_EXERCISE REQUIREMENTS_: When you reach the line that contains "task | point to each instance of the female" in the data below, start reproducing lines exactly, and stop after the line that contains "task | point to each instance of the vegetation".

_Records from a dataset_:
[Start of section]

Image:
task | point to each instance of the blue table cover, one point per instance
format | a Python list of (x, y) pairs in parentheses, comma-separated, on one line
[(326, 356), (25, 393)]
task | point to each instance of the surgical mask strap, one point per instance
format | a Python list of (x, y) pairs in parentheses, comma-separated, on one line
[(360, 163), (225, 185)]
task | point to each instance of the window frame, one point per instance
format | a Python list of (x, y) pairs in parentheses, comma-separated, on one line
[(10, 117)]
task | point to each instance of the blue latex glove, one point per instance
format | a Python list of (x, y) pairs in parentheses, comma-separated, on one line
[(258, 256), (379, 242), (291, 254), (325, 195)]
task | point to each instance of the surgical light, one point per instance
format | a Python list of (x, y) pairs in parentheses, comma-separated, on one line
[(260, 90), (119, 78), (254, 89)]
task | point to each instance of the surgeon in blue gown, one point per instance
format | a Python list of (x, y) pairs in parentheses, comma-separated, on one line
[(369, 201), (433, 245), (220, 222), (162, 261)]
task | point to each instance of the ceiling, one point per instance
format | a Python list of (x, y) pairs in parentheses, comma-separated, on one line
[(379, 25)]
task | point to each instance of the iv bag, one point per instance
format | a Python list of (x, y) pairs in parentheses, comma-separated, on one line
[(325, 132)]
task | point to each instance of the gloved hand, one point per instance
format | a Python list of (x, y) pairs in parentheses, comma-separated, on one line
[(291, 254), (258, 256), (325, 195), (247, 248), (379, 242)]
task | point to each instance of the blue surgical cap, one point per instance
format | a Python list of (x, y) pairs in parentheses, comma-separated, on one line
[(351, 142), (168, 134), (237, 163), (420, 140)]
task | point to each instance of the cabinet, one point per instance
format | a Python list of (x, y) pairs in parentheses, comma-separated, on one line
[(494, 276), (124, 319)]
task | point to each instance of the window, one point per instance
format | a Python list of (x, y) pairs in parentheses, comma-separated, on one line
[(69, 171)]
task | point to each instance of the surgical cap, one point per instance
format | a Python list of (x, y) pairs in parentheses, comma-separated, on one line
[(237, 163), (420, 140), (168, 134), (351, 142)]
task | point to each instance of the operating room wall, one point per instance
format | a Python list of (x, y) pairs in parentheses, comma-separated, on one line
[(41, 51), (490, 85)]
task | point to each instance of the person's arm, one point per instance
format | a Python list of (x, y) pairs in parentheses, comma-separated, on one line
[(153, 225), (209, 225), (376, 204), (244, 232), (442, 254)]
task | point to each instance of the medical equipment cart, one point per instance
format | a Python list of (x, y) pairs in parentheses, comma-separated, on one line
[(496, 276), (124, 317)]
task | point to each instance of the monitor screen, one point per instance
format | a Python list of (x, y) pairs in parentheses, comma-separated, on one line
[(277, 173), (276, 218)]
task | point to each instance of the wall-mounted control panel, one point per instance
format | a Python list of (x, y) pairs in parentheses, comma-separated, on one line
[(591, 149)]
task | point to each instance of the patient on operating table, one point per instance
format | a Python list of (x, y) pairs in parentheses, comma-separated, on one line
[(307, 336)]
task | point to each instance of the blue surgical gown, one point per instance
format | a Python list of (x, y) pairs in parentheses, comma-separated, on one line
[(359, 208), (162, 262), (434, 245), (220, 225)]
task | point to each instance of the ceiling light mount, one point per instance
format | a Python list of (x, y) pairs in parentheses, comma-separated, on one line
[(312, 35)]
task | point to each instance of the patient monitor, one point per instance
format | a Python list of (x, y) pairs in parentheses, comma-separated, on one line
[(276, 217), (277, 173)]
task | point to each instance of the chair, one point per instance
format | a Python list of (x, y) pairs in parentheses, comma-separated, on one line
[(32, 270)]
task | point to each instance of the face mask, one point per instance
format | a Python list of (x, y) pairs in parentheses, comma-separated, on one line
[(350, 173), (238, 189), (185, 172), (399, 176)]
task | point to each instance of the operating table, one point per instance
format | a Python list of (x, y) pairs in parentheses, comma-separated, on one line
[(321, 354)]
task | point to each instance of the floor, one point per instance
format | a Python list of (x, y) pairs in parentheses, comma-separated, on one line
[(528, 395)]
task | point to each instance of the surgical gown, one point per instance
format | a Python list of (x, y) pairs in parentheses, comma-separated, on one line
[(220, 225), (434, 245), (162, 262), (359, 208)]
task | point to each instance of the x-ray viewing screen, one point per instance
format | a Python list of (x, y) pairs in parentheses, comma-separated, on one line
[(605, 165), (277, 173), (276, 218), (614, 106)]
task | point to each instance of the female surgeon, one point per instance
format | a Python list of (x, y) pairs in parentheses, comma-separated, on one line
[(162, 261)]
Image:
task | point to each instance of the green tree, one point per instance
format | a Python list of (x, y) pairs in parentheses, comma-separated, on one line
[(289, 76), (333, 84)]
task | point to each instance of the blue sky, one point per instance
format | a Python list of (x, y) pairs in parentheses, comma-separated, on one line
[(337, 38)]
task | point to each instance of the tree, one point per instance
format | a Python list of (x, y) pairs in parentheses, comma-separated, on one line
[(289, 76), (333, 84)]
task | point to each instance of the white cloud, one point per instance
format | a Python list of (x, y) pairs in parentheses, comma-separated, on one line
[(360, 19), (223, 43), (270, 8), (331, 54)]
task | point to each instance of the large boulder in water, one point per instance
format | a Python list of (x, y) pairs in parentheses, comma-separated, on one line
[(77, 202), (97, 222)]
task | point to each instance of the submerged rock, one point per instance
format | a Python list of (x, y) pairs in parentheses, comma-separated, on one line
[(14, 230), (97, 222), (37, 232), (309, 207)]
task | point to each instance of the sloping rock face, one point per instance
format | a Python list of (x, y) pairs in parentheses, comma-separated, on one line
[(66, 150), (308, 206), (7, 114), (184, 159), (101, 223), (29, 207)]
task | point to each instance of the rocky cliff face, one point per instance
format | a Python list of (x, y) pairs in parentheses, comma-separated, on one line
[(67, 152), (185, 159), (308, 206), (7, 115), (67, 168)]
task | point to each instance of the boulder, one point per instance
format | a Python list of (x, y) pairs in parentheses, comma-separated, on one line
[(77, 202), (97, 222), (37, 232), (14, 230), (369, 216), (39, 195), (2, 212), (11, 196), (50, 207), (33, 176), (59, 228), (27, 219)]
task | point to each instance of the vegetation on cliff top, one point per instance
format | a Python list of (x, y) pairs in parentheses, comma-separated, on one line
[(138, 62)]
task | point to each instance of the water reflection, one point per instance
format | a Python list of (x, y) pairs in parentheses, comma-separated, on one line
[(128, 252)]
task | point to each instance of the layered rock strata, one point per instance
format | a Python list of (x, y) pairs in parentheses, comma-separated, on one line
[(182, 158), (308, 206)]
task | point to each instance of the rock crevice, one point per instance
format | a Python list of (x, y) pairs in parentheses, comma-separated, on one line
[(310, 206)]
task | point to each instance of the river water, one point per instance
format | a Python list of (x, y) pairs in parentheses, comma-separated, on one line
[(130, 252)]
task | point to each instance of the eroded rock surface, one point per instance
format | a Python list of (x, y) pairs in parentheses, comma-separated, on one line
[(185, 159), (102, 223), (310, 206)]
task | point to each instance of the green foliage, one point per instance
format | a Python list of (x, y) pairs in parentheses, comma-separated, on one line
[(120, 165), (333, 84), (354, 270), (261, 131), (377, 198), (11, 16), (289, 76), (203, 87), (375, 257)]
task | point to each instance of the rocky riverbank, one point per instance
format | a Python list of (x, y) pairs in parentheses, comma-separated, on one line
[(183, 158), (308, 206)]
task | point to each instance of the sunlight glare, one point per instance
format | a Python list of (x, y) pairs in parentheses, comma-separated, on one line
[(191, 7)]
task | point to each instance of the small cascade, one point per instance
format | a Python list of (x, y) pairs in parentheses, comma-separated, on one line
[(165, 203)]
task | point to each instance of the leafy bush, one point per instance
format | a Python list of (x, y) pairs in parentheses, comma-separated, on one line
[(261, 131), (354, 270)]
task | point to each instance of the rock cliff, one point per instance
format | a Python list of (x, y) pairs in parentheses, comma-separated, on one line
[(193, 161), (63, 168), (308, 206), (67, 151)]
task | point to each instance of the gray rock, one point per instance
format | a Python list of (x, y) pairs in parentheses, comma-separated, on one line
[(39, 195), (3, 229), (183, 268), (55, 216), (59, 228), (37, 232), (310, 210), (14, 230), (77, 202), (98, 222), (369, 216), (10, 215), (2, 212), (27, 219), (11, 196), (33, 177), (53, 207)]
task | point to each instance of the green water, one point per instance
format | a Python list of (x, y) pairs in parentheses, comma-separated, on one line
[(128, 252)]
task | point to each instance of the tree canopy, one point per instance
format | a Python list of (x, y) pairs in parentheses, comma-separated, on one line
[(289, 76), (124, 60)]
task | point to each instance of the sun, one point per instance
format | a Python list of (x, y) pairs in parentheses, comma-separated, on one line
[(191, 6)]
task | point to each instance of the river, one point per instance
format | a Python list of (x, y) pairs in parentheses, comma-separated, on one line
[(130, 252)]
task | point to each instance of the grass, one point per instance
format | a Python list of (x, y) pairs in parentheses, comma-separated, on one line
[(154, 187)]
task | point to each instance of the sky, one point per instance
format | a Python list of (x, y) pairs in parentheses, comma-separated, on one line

[End of section]

_RESULT OF THE TASK_:
task | point to each instance of the female surgeon, one point per instance
format | a Python list of (x, y) pairs in parentheses, comma-separated, on one line
[(162, 261)]
Image:
task | point to each instance of the green tree, one point per instance
format | a Python list of (x, y) pairs in parentheses, comma-separated, on one line
[(289, 76), (333, 84)]
task | point to each instance of the blue sky, one point per instance
format | a Python list of (x, y) pairs in parentheses, comma-separated, on one line
[(337, 38)]
task | point to each instance of the tree, one point per instance
format | a Python list of (x, y) pairs in parentheses, comma-separated, on one line
[(289, 76), (333, 84)]
task | point to each instance of the white cloud, one point per instance
format | a Python list of (x, y) pairs in parentheses, comma-separated, on one line
[(360, 19), (223, 43), (270, 8), (331, 54)]
task | point to each instance of the large boulder in water, one point per instance
format | a Python list of (x, y) pairs in parentheses, comma-separated, on one line
[(77, 202), (97, 222)]
task | point to each instance of the submerged rock, one point per instance
format | a Python list of (x, y) pairs in parentheses, comma-separated, on one line
[(14, 230), (97, 222), (37, 232), (309, 207)]
task | point to each instance of the sloping rock face, one point per instance
format | a Python list of (x, y) pairs in parentheses, comma-separated, on one line
[(66, 150), (308, 206), (7, 114), (184, 159), (101, 223), (29, 207)]
task | point to each instance of the rocky cliff face, one point per instance
format | a Python list of (x, y) pairs in parentheses, comma-separated, on one line
[(67, 152), (185, 159), (308, 206), (7, 115), (67, 168)]
task | point to each instance of the boulder, one point per instance
format | a Python list of (x, y) pairs in parentheses, comma-separated, on one line
[(77, 202), (97, 222), (37, 232), (14, 230), (369, 216), (39, 195), (2, 212), (11, 196), (50, 207), (33, 176), (59, 228), (27, 219)]
task | point to each instance of the vegetation on cliff top, one point per instance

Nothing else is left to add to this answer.